## THE PROBLEM
Substitute "Object" for "Target" throughout the records below, and write them out again with nothing else changed.

## DATA RECORDS
◆ ◆ ◆ ◆ ◆ ◆ ◆

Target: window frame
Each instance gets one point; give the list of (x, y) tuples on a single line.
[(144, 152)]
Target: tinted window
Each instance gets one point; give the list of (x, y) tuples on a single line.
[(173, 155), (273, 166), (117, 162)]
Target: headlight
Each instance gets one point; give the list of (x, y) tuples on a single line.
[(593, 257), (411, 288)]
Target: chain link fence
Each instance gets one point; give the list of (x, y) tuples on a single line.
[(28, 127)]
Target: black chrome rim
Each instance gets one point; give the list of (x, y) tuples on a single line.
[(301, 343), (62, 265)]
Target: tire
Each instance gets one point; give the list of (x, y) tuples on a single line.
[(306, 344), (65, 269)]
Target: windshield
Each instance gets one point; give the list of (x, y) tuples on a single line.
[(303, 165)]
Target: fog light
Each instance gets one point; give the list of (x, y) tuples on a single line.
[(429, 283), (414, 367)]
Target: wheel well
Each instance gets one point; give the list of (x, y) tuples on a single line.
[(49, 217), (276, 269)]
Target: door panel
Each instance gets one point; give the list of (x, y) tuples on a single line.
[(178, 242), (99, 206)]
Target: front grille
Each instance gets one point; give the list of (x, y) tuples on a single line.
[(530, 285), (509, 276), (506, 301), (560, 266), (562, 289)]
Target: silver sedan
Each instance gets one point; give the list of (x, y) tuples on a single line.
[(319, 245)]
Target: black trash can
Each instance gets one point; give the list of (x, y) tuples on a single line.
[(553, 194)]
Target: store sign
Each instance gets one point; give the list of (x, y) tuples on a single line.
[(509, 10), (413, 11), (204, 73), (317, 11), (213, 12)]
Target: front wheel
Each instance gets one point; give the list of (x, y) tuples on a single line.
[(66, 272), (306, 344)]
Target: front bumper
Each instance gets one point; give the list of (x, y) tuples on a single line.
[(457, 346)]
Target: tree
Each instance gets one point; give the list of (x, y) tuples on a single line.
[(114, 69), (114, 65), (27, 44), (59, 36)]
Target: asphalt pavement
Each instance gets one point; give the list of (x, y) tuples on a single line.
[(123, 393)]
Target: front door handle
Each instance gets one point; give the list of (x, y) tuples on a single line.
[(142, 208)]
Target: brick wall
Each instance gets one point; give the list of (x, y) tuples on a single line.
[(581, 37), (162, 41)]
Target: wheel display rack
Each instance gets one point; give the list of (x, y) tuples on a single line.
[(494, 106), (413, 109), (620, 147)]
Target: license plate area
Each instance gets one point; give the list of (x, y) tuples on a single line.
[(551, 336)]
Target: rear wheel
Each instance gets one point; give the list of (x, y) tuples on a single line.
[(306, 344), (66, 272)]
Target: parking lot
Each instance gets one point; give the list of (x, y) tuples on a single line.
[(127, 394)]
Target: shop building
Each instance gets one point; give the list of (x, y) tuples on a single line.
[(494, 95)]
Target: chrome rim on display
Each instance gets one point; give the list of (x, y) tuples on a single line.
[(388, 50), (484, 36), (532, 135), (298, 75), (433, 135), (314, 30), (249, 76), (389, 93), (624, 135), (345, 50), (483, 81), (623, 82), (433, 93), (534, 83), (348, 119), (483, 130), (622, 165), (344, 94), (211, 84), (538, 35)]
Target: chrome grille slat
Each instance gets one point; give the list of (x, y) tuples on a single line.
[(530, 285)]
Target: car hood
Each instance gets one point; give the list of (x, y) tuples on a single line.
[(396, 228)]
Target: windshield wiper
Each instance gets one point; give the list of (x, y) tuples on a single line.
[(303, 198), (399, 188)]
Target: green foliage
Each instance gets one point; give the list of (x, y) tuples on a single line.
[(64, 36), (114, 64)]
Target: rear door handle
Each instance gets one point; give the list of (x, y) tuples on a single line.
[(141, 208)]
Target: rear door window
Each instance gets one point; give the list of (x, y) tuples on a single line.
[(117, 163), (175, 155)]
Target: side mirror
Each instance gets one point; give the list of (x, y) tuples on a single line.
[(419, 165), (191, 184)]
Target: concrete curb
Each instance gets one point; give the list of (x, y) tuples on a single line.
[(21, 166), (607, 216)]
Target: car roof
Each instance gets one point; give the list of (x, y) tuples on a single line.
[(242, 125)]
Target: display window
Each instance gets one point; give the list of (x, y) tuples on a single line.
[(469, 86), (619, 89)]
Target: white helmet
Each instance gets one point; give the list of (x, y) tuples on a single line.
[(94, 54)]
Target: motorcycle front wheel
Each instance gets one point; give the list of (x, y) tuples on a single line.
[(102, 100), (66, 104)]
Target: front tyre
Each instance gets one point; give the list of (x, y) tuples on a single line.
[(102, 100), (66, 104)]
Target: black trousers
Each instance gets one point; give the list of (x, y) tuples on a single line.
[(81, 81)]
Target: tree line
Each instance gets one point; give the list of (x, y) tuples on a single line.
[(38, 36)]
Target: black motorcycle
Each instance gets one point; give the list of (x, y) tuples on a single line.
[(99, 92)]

◆ ◆ ◆ ◆ ◆ ◆ ◆

## FINISHED EXERCISE
Object: window frame
Each instance gets one point; give the list of (x, y) tuples on a single line.
[(144, 152)]
Object: tinted window
Each instance gets one point; give the list of (x, y) tuples on a single line.
[(173, 155), (273, 166), (117, 162)]
Object: headlight
Each instance gets one point; give the list of (x, y) tuples on a single line.
[(593, 257), (411, 288)]
Object: chain link fence
Each instance gets one point; give the list of (x, y) tuples on a single line.
[(28, 127)]
Object: black chrome rim
Each instance gets one point; give the list of (x, y) tuples on a single line.
[(301, 343), (62, 265)]
Object: tire
Each instance gets one point; give the list of (x, y) tuples on a single line.
[(306, 344), (65, 269)]
Object: windshield
Each instance gets one point; give the list of (x, y) tuples on a single line.
[(303, 165)]
Object: fog light
Each instance gets one point; give the list of (x, y) tuples on a single line.
[(429, 283), (414, 367)]
Object: wheel well
Each instance gets one point; give the list of (x, y) tuples on a single line.
[(49, 217), (276, 269)]
Object: door panel
Each instance gets one point; give the list of (x, y) tuples on a single line.
[(178, 242), (99, 206)]
Object: front grille
Each instance gets one point; give the list of (x, y) tuples on a single line.
[(530, 285), (509, 276), (506, 301), (560, 266), (562, 289)]
Object: silver sedan
Each instance gets one point; give the list of (x, y) tuples on a single line.
[(319, 245)]
Object: black trash can
Each instance gets one point; give the list of (x, y) tuples on a single line.
[(553, 194)]
Object: store sign
Each instance gets one point; give the list of (x, y) tuples on a single line.
[(509, 10), (413, 11), (204, 73), (317, 11), (213, 12)]
Object: front wheel
Each instance gets one point; give the list of (x, y) tuples on a single line.
[(66, 272), (306, 344)]
Object: front bumper
Each instance gets one point; give the list of (x, y) tuples on a single line.
[(457, 346)]
Object: tree
Each instance gets one point; give the list of (x, y) tuples on a single line.
[(114, 69), (114, 65), (27, 44), (59, 36)]
Object: asphalt pavement
Each instance gets one point; give the list of (x, y) tuples on a single line.
[(123, 393)]
Object: front door handle
Each instance gets one point; give the list of (x, y) tuples on a single line.
[(142, 208)]
Object: brick wall
Each instance gets one point; give the list of (x, y) tuples on a single line.
[(581, 37), (162, 41)]
Object: wheel display rack
Each instance gets one point; give the list of (x, y) tuples on a single line.
[(494, 106), (413, 109), (620, 147)]
Object: license plate area
Each instance gets one point; give the list of (x, y) tuples on a single line.
[(551, 336)]
Object: rear wheel
Each instance gets one point; give the list of (x, y) tuples on a single line.
[(306, 344), (66, 272)]
Object: parking lot
Each instance gets one point; give the list of (x, y) tuples on a single line.
[(127, 394)]
Object: shop building
Each instance gets one point; give the list of (x, y) tuples on a single line.
[(494, 95)]
Object: chrome rim on display
Each instance gets one point; give the list of (x, y) tuples on a single line.
[(388, 50), (484, 36), (532, 135), (298, 75), (433, 135), (314, 30), (249, 76), (389, 93), (624, 135), (345, 50), (483, 81), (623, 82), (433, 93), (534, 83), (348, 119), (483, 130), (622, 165), (344, 94), (211, 84), (538, 35)]
Object: chrome grille slat
Each instance gets one point; give the list of (x, y) tuples on a single line.
[(530, 285)]
Object: car hood
Each instance gets one point; give the list of (x, y) tuples on a single line.
[(396, 228)]
Object: windshield wiper
Each instance gets one point; give the list of (x, y) tuples on a single line.
[(303, 198), (399, 188)]
Object: green foliage
Each instance gets one point; give the list of (x, y) tuples on a single line.
[(64, 36), (114, 64)]
Object: rear door handle
Each instance gets one point; give the list of (x, y) tuples on a single line.
[(141, 208)]
Object: rear door window
Each instance gets one point; give the list of (x, y) tuples on a single line.
[(117, 163), (175, 155)]
Object: side mirror
Each instance gets one point; give the list of (x, y) tuples on a single line.
[(419, 165), (191, 184)]
Object: concrete curb
Each instance gets one point; give the list of (x, y) tuples on a single line.
[(21, 166), (607, 216)]
Object: car roof
Each instance gets one point; give the list of (x, y) tuples on a single line.
[(242, 125)]
Object: display window
Each instance gets one point; give the list of (x, y) tuples on a single line.
[(469, 86), (619, 89)]
Object: white helmet
Each instance gets one point; give the list of (x, y) tuples on a single line.
[(94, 54)]
Object: motorcycle front wheel
Each instance gets one point; give the list of (x, y) tuples on a single line.
[(102, 100), (66, 104)]
Object: front tyre
Each instance gets one point; give the list of (x, y) tuples on a single line.
[(102, 100), (66, 104)]
Object: black trousers
Each instance gets one point; give the list of (x, y) tuples on a single line.
[(81, 81)]
Object: tree line
Each instance gets one point; give the list of (x, y) tuples on a single line.
[(38, 36)]
Object: black motorcycle
Each instance gets one point; give the list of (x, y) tuples on a single line.
[(99, 92)]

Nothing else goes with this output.